-------- Source data --------

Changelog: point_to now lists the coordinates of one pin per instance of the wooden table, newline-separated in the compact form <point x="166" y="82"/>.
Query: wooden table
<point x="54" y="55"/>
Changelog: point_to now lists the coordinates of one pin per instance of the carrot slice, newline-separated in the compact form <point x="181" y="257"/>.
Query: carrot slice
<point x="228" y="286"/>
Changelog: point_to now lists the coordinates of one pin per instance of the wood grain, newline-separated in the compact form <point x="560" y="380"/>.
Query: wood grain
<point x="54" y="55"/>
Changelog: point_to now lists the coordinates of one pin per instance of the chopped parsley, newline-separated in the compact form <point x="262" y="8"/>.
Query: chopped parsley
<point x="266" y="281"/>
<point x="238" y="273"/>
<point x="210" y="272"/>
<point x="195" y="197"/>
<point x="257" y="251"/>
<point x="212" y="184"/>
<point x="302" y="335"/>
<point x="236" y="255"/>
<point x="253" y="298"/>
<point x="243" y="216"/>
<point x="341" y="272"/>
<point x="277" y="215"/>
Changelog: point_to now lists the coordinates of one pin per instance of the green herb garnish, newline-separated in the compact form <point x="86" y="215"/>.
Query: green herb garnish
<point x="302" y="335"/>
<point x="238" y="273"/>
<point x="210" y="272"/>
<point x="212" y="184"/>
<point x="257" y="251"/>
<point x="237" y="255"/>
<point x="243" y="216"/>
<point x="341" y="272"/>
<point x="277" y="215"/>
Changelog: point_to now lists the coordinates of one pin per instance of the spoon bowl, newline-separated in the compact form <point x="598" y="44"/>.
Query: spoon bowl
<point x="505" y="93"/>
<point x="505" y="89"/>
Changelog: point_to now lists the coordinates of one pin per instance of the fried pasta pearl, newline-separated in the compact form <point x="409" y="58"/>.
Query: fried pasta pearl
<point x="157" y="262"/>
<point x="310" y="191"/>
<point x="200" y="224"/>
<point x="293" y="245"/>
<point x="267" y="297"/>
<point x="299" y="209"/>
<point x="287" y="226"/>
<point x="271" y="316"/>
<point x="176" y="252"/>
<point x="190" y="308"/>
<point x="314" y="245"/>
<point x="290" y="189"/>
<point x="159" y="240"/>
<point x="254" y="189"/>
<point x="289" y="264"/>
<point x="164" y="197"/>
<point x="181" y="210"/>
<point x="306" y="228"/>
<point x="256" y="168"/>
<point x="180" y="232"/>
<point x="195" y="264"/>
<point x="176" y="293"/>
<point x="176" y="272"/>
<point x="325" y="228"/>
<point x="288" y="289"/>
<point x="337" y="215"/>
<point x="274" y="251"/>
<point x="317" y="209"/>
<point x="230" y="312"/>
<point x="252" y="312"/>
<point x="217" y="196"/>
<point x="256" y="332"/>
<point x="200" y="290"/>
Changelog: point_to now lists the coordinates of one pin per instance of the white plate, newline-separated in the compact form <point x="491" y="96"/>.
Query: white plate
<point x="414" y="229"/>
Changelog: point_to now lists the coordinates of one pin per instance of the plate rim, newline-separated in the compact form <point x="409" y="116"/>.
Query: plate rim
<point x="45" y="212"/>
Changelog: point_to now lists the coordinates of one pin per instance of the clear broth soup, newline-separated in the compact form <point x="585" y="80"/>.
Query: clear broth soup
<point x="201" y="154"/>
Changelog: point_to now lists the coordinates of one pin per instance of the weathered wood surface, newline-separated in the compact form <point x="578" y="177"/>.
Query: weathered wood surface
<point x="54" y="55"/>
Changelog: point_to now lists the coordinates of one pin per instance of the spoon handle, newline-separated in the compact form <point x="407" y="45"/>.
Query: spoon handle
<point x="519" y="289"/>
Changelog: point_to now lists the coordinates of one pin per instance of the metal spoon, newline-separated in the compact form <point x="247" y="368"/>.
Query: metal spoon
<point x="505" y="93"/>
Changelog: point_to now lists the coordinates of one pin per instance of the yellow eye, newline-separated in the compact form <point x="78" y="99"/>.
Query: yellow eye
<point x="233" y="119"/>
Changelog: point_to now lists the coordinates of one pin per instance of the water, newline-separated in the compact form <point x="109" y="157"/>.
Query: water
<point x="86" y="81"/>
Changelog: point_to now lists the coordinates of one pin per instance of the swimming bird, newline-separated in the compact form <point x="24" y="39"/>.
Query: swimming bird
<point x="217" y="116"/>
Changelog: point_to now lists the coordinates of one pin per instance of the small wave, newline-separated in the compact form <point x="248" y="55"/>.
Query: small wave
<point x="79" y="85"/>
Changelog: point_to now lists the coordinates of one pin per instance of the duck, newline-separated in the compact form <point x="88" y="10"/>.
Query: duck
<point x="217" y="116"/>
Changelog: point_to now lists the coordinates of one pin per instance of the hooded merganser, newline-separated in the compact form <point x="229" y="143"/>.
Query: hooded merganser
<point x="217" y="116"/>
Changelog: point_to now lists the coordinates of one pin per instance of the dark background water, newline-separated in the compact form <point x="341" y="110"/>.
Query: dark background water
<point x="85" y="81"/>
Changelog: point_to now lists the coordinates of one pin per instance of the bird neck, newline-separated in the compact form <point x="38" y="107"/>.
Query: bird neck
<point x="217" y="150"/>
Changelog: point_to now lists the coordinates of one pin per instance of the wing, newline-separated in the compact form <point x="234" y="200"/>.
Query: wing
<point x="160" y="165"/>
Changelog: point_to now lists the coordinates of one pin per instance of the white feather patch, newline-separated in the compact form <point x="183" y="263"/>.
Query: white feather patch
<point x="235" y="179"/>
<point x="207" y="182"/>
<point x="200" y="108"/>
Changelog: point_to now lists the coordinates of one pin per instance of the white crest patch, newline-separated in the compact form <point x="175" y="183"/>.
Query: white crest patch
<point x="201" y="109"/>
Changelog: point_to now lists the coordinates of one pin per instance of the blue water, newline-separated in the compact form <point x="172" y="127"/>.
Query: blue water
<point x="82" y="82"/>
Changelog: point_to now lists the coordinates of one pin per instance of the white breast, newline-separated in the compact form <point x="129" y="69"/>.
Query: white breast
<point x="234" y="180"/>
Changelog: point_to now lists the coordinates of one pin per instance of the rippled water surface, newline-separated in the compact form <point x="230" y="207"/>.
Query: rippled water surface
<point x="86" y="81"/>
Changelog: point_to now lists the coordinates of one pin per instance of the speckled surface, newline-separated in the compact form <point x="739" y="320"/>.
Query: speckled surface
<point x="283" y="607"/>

--------

Write the data out in full, matching every line exactly.

Answer to this task:
Changelog: point_to now lists the coordinates of one pin per instance of the wooden table, newline-separated in the compact form <point x="166" y="82"/>.
Query: wooden table
<point x="54" y="55"/>
Changelog: point_to now lists the coordinates of one pin per instance of the carrot slice, newline-separated in the compact form <point x="181" y="257"/>.
Query: carrot slice
<point x="228" y="286"/>
Changelog: point_to now lists the coordinates of one pin per instance of the wood grain, newline-separated in the compact form <point x="560" y="380"/>.
Query: wood grain
<point x="54" y="55"/>
Changelog: point_to now lists the coordinates of one pin per instance of the chopped parsley, newline-separated in the compact form <point x="262" y="8"/>.
Query: chopped parsley
<point x="266" y="281"/>
<point x="238" y="273"/>
<point x="210" y="272"/>
<point x="195" y="197"/>
<point x="257" y="251"/>
<point x="212" y="184"/>
<point x="302" y="335"/>
<point x="236" y="255"/>
<point x="253" y="298"/>
<point x="243" y="216"/>
<point x="341" y="272"/>
<point x="277" y="215"/>
Changelog: point_to now lists the coordinates of one pin per instance of the green herb garnish, newline-separated in the compact form <point x="86" y="215"/>.
Query: green herb garnish
<point x="302" y="335"/>
<point x="238" y="273"/>
<point x="210" y="272"/>
<point x="212" y="184"/>
<point x="257" y="251"/>
<point x="237" y="255"/>
<point x="243" y="216"/>
<point x="341" y="272"/>
<point x="277" y="215"/>
Changelog: point_to now lists the coordinates of one pin per instance of the spoon bowl, newline-separated in the compact form <point x="598" y="44"/>.
Query: spoon bowl
<point x="505" y="93"/>
<point x="505" y="89"/>
Changelog: point_to now lists the coordinates of one pin per instance of the fried pasta pearl, newline-separated in the compact form <point x="409" y="58"/>.
Query: fried pasta pearl
<point x="157" y="262"/>
<point x="310" y="191"/>
<point x="200" y="224"/>
<point x="293" y="245"/>
<point x="267" y="297"/>
<point x="299" y="209"/>
<point x="287" y="226"/>
<point x="271" y="316"/>
<point x="176" y="252"/>
<point x="190" y="308"/>
<point x="314" y="245"/>
<point x="290" y="189"/>
<point x="159" y="240"/>
<point x="254" y="189"/>
<point x="289" y="264"/>
<point x="164" y="197"/>
<point x="181" y="210"/>
<point x="306" y="228"/>
<point x="256" y="168"/>
<point x="180" y="232"/>
<point x="195" y="264"/>
<point x="176" y="293"/>
<point x="176" y="272"/>
<point x="325" y="228"/>
<point x="288" y="289"/>
<point x="337" y="215"/>
<point x="274" y="251"/>
<point x="317" y="209"/>
<point x="230" y="312"/>
<point x="252" y="312"/>
<point x="217" y="196"/>
<point x="256" y="332"/>
<point x="200" y="290"/>
Changelog: point_to now lists the coordinates of one pin per instance of the white plate, newline-separated in the compact form <point x="491" y="96"/>.
Query: white plate
<point x="414" y="229"/>
Changelog: point_to now lists the coordinates of one pin per instance of the plate rim, newline-separated in the compact form <point x="409" y="116"/>.
Query: plate rim
<point x="45" y="212"/>
Changelog: point_to now lists the coordinates of one pin per instance of the clear broth soup, newline-separated in the compact form <point x="585" y="80"/>.
Query: clear broth soup
<point x="201" y="154"/>
Changelog: point_to now lists the coordinates of one pin per instance of the weathered wood surface, newline-separated in the compact form <point x="578" y="177"/>.
Query: weathered wood surface
<point x="54" y="55"/>
Changelog: point_to now lists the coordinates of one pin per instance of the spoon handle, newline-separated in the compact form <point x="407" y="45"/>.
Query: spoon handle
<point x="519" y="289"/>
Changelog: point_to now lists the coordinates of one pin per instance of the metal spoon, newline-separated in the compact form <point x="247" y="368"/>.
Query: metal spoon
<point x="505" y="93"/>
Changelog: point_to now lists the coordinates of one pin per instance of the yellow eye, newline-separated in the compact form <point x="78" y="99"/>.
Query: yellow eye
<point x="233" y="119"/>
Changelog: point_to now lists the coordinates of one pin per instance of the water, newline-separated in the compact form <point x="109" y="157"/>.
Query: water
<point x="86" y="81"/>
Changelog: point_to now lists the coordinates of one pin per instance of the swimming bird, newline-separated in the compact form <point x="24" y="39"/>.
Query: swimming bird
<point x="217" y="116"/>
Changelog: point_to now lists the coordinates of one pin per instance of the small wave, newline-separated in the compact form <point x="248" y="55"/>.
Query: small wave
<point x="79" y="85"/>
Changelog: point_to now lists the coordinates of one pin per instance of the duck, newline-separated in the compact form <point x="88" y="10"/>.
Query: duck
<point x="217" y="116"/>
Changelog: point_to now lists the coordinates of one pin per instance of the hooded merganser, newline-separated in the compact form <point x="229" y="143"/>.
Query: hooded merganser
<point x="217" y="116"/>
Changelog: point_to now lists the coordinates of one pin per instance of the dark background water, newline-separated in the compact form <point x="341" y="110"/>.
Query: dark background water
<point x="85" y="81"/>
Changelog: point_to now lists the coordinates of one pin per instance of the bird neck, newline-separated in the compact form <point x="38" y="107"/>.
Query: bird neck
<point x="217" y="150"/>
Changelog: point_to now lists the coordinates of one pin per instance of the wing, newline-separated in the compact form <point x="234" y="200"/>.
Query: wing
<point x="160" y="165"/>
Changelog: point_to now lists the coordinates of one pin per instance of the white feather patch, newline-separated in the compact form <point x="183" y="263"/>.
Query: white feather patch
<point x="235" y="179"/>
<point x="207" y="182"/>
<point x="200" y="108"/>
Changelog: point_to now lists the coordinates of one pin per instance of the white crest patch, newline-separated in the compact form <point x="175" y="183"/>.
Query: white crest patch
<point x="201" y="109"/>
Changelog: point_to now lists the coordinates of one pin per instance of the blue water, newline-separated in the compact form <point x="172" y="127"/>.
Query: blue water
<point x="82" y="82"/>
Changelog: point_to now lists the coordinates of one pin per instance of the white breast, newline-separated in the compact form <point x="129" y="69"/>.
Query: white breast
<point x="234" y="180"/>
Changelog: point_to now lists the coordinates of one pin per instance of the rippled water surface, newline-separated in the compact form <point x="230" y="207"/>.
Query: rippled water surface
<point x="86" y="81"/>
Changelog: point_to now lists the coordinates of one pin per instance of the speckled surface, newline-separated in the compact form <point x="739" y="320"/>.
Query: speckled surface
<point x="283" y="607"/>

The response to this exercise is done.